**Study text:**
________________________

Kioxia preps XL-Flash SSD that's 3x faster than any SSD available — 10 million IOPS drive has peer-to-peer GPU connectivity for AI servers

(Image credit: Kioxia)

Kioxia aims to change the storage paradigm with a proposed SSD designed to surpass 10 million input/output operations per second (IOPS) in small-block workloads, the company revealed at its Corporate Strategy Meeting earlier this week. That's three times faster than the peak speeds of many modern SSDs.

One of the performance bottlenecks of modern AI servers is the data transfer between storage and GPUs, as data is currently transferred by the CPU, which significantly increases latencies and extends access times.

________________________

**Information supplied:**
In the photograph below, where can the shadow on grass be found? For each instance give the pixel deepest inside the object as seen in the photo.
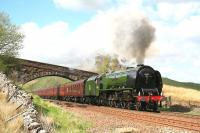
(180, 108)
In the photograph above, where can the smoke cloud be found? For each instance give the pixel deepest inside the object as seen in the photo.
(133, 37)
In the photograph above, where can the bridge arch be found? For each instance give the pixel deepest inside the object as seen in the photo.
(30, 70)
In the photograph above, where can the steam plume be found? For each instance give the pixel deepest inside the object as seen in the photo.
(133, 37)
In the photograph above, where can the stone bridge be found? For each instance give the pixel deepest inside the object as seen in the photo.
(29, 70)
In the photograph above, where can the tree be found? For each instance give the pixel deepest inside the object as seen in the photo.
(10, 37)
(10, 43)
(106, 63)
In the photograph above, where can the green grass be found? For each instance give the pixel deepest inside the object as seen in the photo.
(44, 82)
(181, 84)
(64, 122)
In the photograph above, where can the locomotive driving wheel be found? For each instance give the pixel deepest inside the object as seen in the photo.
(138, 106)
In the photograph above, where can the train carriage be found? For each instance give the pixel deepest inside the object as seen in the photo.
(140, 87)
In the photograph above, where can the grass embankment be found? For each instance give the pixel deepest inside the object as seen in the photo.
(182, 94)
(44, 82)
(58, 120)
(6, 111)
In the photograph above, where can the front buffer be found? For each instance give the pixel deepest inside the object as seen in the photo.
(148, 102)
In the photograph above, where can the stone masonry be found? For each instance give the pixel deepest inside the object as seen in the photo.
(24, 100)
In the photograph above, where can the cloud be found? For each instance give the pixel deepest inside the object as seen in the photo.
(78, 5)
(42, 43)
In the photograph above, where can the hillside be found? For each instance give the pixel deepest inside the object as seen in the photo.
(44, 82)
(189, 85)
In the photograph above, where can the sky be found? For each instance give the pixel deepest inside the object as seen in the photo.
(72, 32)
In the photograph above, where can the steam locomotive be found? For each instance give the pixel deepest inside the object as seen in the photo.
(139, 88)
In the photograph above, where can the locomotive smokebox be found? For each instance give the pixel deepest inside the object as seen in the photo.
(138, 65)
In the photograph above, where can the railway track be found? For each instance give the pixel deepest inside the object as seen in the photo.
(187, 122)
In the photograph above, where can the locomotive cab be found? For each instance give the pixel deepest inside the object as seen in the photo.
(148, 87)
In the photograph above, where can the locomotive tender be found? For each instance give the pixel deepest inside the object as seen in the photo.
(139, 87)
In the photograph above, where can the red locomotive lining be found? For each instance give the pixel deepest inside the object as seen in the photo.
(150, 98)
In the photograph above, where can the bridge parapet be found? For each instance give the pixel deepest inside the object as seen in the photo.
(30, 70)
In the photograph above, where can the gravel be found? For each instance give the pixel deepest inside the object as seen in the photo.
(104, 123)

________________________

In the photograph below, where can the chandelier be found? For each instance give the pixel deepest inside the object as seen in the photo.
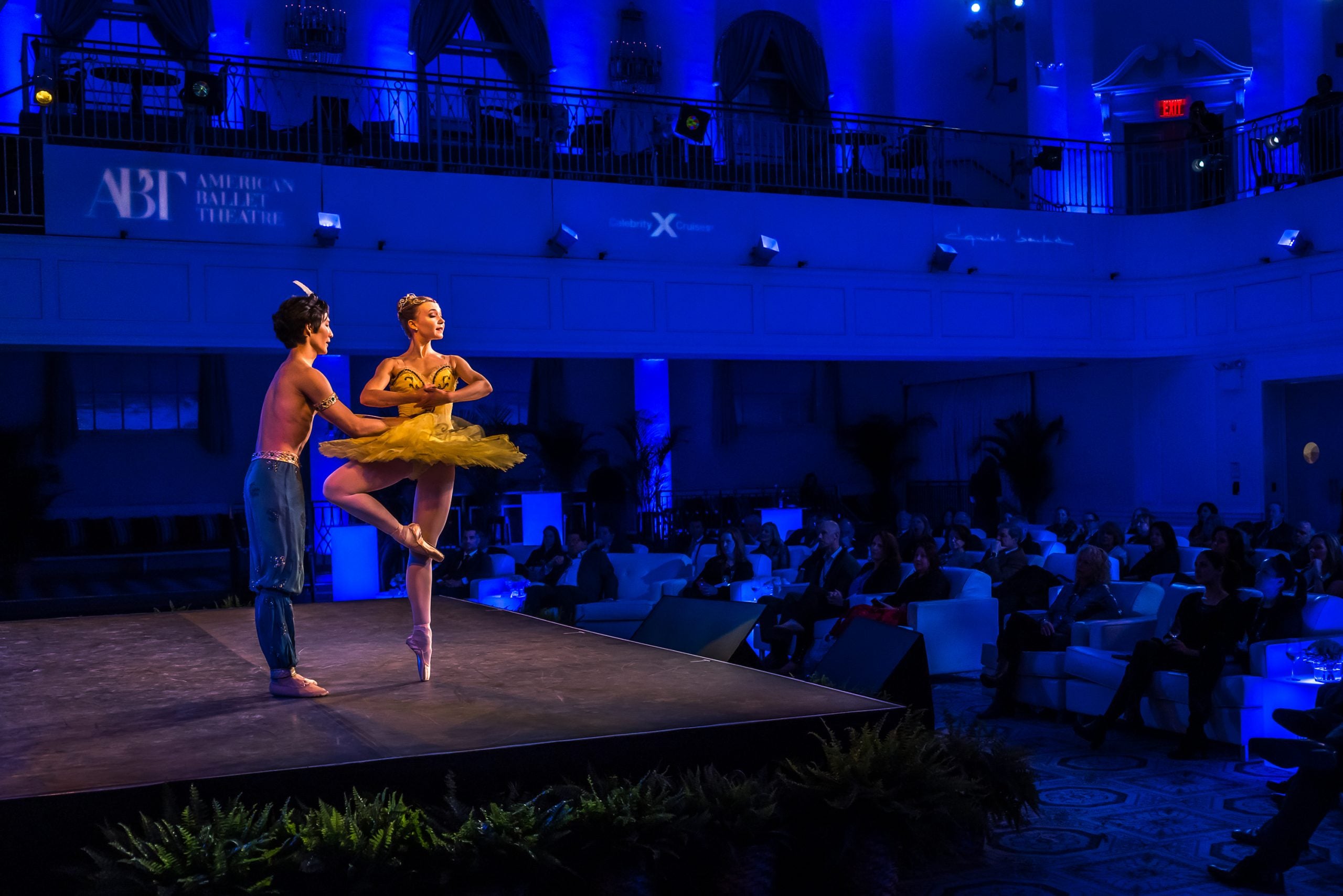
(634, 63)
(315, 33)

________________________

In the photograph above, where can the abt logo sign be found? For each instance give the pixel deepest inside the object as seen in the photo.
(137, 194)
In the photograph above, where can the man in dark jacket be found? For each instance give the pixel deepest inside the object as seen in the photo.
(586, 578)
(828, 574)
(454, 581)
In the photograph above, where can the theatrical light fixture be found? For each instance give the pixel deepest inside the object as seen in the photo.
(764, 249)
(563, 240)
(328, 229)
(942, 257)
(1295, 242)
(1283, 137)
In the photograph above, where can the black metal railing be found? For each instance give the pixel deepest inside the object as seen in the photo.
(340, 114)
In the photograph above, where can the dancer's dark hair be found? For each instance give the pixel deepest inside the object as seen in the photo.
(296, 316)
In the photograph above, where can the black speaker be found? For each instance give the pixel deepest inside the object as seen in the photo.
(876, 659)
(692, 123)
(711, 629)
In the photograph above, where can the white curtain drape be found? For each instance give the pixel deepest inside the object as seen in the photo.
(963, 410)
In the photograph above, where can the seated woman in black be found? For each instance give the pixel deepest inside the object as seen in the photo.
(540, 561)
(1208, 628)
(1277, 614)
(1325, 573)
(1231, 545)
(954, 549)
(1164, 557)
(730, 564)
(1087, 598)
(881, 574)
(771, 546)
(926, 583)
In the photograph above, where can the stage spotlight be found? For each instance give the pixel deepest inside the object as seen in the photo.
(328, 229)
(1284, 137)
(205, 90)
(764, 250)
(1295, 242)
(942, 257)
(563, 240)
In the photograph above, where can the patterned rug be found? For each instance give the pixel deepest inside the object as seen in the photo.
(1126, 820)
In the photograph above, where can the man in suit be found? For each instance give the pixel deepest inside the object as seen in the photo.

________________________

**Exercises to complete:**
A - From the article on Kioxia's XL-Flash SSD, copy word for word the part that begins with the words containing "Kioxia aims to" and ends with "extends access times.".
B - Write the next part of the article on Kioxia's XL-Flash SSD, picking up right after its last sentence.
The rows have nothing to do with any of this.

**Exercise results:**
A -
Kioxia aims to change the storage paradigm with a proposed SSD designed to surpass 10 million input/output operations per second (IOPS) in small-block workloads, the company revealed at its Corporate Strategy Meeting earlier this week. That's three times faster than the peak speeds of many modern SSDs.

One of the performance bottlenecks of modern AI servers is the data transfer between storage and GPUs, as data is currently transferred by the CPU, which significantly increases latencies and extends access times.

B -
To reach the performance target, Kioxia is designing a new controller specifically tuned to maximize IOPS — beyond 10M 512B IOPS — to enable GPUs to access data at speeds sufficient to keep their cores 100% used at all times. The proposed Kioxia 'AI SSD' is set to utilize the company's single-level cell (SLC) XL-Flash memory, which boasts read latencies in the range of 3 to 5 microseconds, significantly lower than the read latencies of 40 to 100 microseconds offered by SSDs based on conventional 3D NAND. Additionally, by storing one bit per cell, SLC offers faster access times and greater endurance, attributes that are crucial for demanding AI workloads.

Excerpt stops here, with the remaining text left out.